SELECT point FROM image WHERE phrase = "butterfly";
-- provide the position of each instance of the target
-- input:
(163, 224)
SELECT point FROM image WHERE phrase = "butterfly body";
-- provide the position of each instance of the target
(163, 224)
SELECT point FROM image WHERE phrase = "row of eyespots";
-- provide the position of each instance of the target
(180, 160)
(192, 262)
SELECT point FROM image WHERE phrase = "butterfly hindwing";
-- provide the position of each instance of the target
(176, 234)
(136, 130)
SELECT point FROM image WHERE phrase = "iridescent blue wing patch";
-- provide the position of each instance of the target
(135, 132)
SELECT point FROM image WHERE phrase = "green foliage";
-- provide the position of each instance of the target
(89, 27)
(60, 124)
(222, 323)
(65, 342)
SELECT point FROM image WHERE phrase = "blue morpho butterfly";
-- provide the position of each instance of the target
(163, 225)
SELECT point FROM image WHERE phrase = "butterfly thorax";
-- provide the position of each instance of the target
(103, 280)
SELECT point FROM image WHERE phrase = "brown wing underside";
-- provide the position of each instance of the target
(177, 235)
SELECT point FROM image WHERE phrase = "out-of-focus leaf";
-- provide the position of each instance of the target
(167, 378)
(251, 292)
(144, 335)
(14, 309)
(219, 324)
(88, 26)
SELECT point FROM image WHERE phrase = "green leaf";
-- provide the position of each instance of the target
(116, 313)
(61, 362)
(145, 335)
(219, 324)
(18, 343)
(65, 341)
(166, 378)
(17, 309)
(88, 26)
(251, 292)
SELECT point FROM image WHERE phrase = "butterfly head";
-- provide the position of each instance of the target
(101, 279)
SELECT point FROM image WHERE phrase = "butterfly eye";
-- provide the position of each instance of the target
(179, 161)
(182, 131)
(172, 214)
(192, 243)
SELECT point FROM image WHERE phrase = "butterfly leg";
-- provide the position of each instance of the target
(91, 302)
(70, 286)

> Work item
Exact copies of every record are required, so retype them in full.

> Result below
SELECT point FROM image WHERE phrase = "butterfly";
-- provide the position of each instance of the target
-- input:
(163, 224)
SELECT point FROM image WHERE phrase = "butterfly body";
-- provide the position of each instance of the target
(163, 224)
SELECT point FROM image WHERE phrase = "row of eyespots";
-- provide the position of each instance of the target
(180, 160)
(192, 262)
SELECT point FROM image WHERE phrase = "butterfly hindwing";
-- provide the position of each instance of the target
(176, 234)
(136, 130)
SELECT point FROM image WHERE phrase = "iridescent blue wing patch";
-- provide the position of each instance of the target
(135, 132)
SELECT point FROM image WHERE phrase = "green foliage";
-- provide the position of each instance of the target
(89, 27)
(60, 124)
(222, 323)
(65, 342)
SELECT point FROM image WHERE phrase = "blue morpho butterfly";
-- provide the position of each instance of the target
(163, 225)
SELECT point FROM image WHERE phrase = "butterfly thorax";
-- provide the position of each instance of the target
(103, 280)
SELECT point FROM image WHERE phrase = "brown wing underside";
-- provide the position of each instance of the target
(177, 235)
SELECT point FROM image WHERE phrase = "out-of-focus leaf";
-- provide the position of each instance of the target
(167, 378)
(251, 292)
(144, 335)
(14, 309)
(219, 324)
(88, 26)
SELECT point FROM image WHERE phrase = "green leaf";
-- provide the position of each instance of the target
(116, 313)
(61, 362)
(145, 335)
(219, 324)
(18, 343)
(65, 341)
(166, 378)
(17, 309)
(88, 26)
(251, 292)
SELECT point FROM image WHERE phrase = "butterfly head";
-- provide the position of each instance of the target
(101, 279)
SELECT point FROM image WHERE phrase = "butterfly eye";
-- provide the position of each instance of the target
(179, 161)
(182, 131)
(172, 214)
(192, 243)
SELECT point FROM image WHERE phrase = "butterfly leg";
-- provide the position of each instance of the target
(91, 302)
(70, 286)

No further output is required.